● **Description of the task**
Find every line in the records below that contains the string "JSON", and copy each one.

● **Data to process**
----------------------------------------

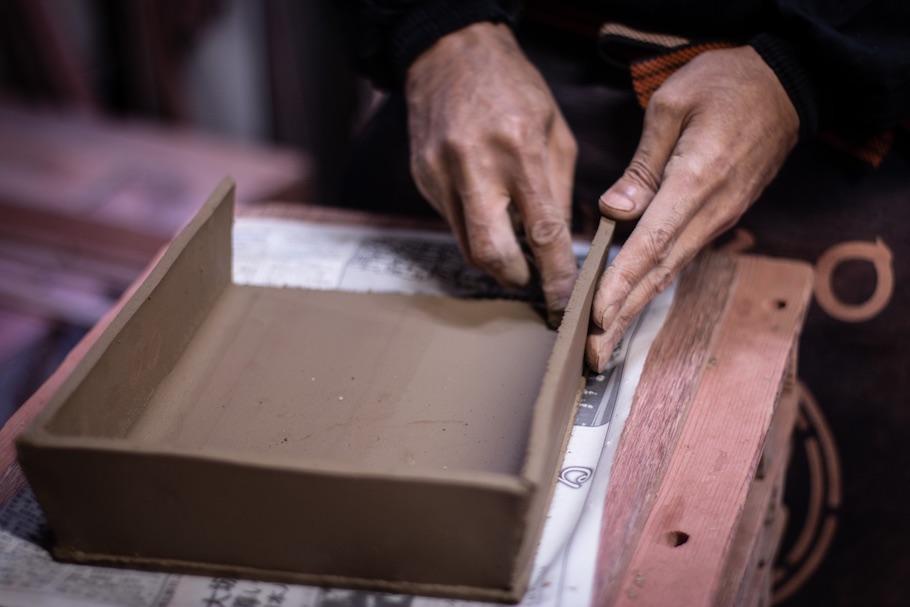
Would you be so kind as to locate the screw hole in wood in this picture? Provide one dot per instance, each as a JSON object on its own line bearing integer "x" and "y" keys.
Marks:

----------------------------------------

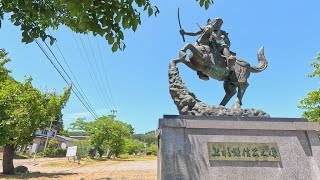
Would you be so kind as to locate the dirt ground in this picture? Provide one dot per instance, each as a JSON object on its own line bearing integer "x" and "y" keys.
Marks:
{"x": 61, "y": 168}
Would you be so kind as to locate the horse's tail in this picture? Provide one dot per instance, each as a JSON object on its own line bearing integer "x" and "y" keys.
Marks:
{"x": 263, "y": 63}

----------------------------------------

● **Response below**
Would you be so kind as to locate the screw hole in wood in this picture? Provide one dot per instance, each as a JSON object on its own line bearing integer "x" and "y" keys.
Would you be so kind as to locate the dirt ground in this picture? Provide one dot per instance, each as a JSON object on its own line bearing integer "x" and "y" keys.
Would you be so kind as to locate the horse's tail in this picture? Provide one dot per instance, each as a JSON object on its own line bearing integer "x" and "y" keys.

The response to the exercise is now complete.